My country, Serbia, has become an unwilling laboratory for Facebook’s experiments on user behavior — and the independent, nonprofit investigative journalism organization where I am the editor in chief is one of the unfortunate lab rats.
Last month, I noticed that our stories had stopped appearing on Facebook as usual. I was stunned. Our largest single source of traffic, accounting for more than half of our monthly page views, had been crippled.
Surely, I thought, it was a glitch. It wasn’t.
Facebook had made a small but devastating change. Posts made by “pages” — including those of organizations like mine — had been removed from the regular News Feed, the default screen users see when they log on to the social media site. They were now segregated into a separate section called Explore Feed that users have to select before they can see our stories. (Unsurprisingly, this didn’t apply to paid posts.)
It wasn’t just in Serbia that Facebook decided to try this experiment with keeping pages off the News Feed. Other small countries that seldom appear in Western headlines — Guatemala, Slovakia, Bolivia and Cambodia — were also chosen by Facebook for the trial.
Some tech sites have reported that this feature might eventually be rolled out to Facebook users in the rest of the world, too. But of course no one really has any way of knowing what the social media company is up to. And we don’t have any way to hold it accountable, either, aside from calling it out publicly. Maybe that’s why it has chosen to experiment with this new feature in small countries far removed from the concerns of most Americans.
But for us, changes like this can be disastrous. Attracting viewers to a story relies, above all, on making the process as simple as possible. Even one extra click can make a world of difference. This is an existential threat, not only to my organization and others like it but also to the ability of citizens in all of the countries subject to Facebook’s experimentation to discover the truth about their societies and their leaders.
Serbia is a perfect example of why the political context of Facebook’s experimentation matters. Serbia escaped the dictatorship of Slobodan Milosevic in 2000, but it hasn’t developed into a fully functioning democracy. One party, led by President Aleksandar Vucic, controls not only the Parliament but also the whole political system. Our country has no tradition of checks and balances. Mr. Vucic now presents himself as progressive and pro-European, but as minister of information in the Milosevic government, he was responsible for censoring news coverage.
Today, censorship in Serbia takes a softer form. Pliant outlets loyal to the government receive preferential treatment and better funding from local and central budgets. Those that stray out of line find themselves receiving unexpected visits from the tax inspectors.
This isn’t an easy place to be an independent journalist. Since 2015, my investigative nonprofit, KRIK, has covered stories the mainstream media won’t touch. In return, we have been spied on and threatened, and have had lurid fabrications about our private lives splashed on the front page of national tabloids.

List of tasks:
(a) Answer these questions from the op-ed on Facebook's Explore Feed trial in Serbia:
(i) Besides Serbia, which countries did Facebook choose for the trial?
(ii) What post did Aleksandar Vucic hold in the Milosevic government?
(iii) Since what year has KRIK covered stories the mainstream media won't touch?
(b) Resume the op-ed on Facebook's Explore Feed trial in Serbia, starting right after its last sentence.
The items that come after this op-ed are separate material and have no connection to it.

Extracted records:
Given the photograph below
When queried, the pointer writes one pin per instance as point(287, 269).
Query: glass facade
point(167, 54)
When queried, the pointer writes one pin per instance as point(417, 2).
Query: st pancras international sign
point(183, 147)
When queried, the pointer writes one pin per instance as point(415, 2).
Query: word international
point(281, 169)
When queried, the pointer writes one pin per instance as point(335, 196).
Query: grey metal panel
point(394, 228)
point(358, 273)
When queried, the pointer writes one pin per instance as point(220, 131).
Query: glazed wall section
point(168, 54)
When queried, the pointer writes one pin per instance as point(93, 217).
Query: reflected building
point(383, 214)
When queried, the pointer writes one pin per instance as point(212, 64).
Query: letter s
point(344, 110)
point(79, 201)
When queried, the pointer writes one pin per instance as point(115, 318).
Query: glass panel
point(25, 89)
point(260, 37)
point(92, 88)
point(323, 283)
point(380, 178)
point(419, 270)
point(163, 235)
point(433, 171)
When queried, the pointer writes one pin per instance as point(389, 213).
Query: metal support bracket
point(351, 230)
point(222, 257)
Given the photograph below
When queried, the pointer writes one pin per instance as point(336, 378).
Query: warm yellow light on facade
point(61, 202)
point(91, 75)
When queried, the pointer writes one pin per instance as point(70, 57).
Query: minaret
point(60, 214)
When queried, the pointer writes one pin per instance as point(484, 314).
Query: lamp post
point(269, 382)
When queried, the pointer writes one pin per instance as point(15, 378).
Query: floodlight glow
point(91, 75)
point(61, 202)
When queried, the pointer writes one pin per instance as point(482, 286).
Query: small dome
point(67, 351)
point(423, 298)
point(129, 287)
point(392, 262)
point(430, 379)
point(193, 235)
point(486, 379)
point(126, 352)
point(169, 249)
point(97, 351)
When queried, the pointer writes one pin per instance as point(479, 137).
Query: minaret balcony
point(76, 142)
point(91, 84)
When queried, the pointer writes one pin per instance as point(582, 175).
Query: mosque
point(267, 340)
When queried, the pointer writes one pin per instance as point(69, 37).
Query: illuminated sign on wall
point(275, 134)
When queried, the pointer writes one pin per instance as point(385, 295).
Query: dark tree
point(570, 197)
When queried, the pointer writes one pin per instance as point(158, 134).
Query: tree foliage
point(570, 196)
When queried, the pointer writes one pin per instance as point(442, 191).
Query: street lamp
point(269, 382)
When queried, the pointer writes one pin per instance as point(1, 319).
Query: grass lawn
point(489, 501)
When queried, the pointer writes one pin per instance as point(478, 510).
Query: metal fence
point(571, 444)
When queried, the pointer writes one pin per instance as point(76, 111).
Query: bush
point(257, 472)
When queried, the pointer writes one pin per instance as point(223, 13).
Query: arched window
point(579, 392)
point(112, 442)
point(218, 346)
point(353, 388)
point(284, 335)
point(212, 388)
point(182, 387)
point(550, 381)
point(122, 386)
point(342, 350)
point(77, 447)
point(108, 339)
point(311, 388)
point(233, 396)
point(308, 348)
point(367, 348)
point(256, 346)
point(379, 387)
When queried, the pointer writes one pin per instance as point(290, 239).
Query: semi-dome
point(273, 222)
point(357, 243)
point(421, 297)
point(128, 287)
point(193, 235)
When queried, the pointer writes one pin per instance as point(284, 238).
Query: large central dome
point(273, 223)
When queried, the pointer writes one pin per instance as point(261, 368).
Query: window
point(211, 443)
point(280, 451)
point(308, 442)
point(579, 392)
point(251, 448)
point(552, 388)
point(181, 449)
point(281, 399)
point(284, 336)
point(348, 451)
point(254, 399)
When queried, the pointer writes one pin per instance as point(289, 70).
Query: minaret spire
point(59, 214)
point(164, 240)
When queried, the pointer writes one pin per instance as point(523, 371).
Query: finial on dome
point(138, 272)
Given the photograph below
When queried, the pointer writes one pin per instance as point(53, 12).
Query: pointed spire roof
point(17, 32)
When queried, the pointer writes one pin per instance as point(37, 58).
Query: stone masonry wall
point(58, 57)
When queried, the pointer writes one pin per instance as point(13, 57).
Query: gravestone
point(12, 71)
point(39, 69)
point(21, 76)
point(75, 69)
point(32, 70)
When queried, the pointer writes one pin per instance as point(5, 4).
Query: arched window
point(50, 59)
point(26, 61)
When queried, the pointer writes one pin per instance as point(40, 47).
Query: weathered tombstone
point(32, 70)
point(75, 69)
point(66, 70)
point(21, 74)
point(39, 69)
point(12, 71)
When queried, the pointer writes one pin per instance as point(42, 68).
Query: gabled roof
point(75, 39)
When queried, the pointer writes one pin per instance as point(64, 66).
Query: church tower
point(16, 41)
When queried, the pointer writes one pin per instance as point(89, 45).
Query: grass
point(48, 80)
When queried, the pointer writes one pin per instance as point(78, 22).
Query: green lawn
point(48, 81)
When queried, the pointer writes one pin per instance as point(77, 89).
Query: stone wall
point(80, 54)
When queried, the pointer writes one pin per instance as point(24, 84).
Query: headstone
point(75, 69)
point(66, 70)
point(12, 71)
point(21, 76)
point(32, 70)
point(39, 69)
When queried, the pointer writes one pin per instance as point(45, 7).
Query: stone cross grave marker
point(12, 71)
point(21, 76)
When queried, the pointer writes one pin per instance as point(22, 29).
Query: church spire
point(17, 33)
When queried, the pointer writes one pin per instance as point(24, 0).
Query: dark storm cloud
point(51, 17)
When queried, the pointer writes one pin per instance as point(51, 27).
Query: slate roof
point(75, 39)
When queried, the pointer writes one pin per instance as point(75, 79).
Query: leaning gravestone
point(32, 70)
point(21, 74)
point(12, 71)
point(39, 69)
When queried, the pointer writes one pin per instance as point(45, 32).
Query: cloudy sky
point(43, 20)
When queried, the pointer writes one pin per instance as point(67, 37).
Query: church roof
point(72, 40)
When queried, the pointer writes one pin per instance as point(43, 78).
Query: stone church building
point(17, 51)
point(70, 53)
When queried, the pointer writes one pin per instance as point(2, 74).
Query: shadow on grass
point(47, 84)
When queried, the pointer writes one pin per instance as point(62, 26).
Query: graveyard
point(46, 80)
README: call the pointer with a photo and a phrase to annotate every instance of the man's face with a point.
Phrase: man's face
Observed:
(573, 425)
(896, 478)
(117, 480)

Task results:
(a)
(i) Guatemala, Slovakia, Bolivia and Cambodia.
(ii) Minister of information.
(iii) 2015.

(b)
Last year, KRIK published an investigation showing that when he was a young surgeon, Zlatibor Loncar, who is now minister of health, had been contracted by a gang to kill one of its enemies, according to court testimony by protected witnesses. You’d think the story of a future minister administering poison through an IV would make a splash — but the mainstream outlets ignored it.
Going to KRIK’s website is the only way Serbian citizens could learn the truth about that story and many others like it. And until last month, most of our readers went to our site via Facebook.
Facebook allowed us to bypass mainstream channels and bring our stories to hundreds of thousands of readers. But now, even as the social network claims to be cracking down on “fake news,” it is on the verge of ruining us.
That’s why Mark Zuckerberg’s arbitrary experiments are so dangerous. The major TV channels, mainstream newspapers and organized-crime-run outlets will have no trouble buying Facebook ads or finding other ways to reach their audiences. It’s small, alternative organizations like mine that will suffer.
We journalists bear some responsibility for this, too. Using Facebook to reach our readers has always been convenient, so we invested time and effort in building our presence there, helping it become the monster it is today.
But what’s done is done — a private company, accountable to no one, has taken over the world’s media ecosystem. It is now responsible for what happens there. By picking small countries with shaky democratic institutions to be experimental subjects, it is showing a cynical lack of concern for how its decisions affect the most vulnerable.
Now that we’ve seen what Facebook does with its power, we have to figure out how to put it in check. Twitter is Serbia’s second-most-used platform (though a very distant second). We’ll probably start relying on it more. It may also be time to consider other, more decentralized platforms.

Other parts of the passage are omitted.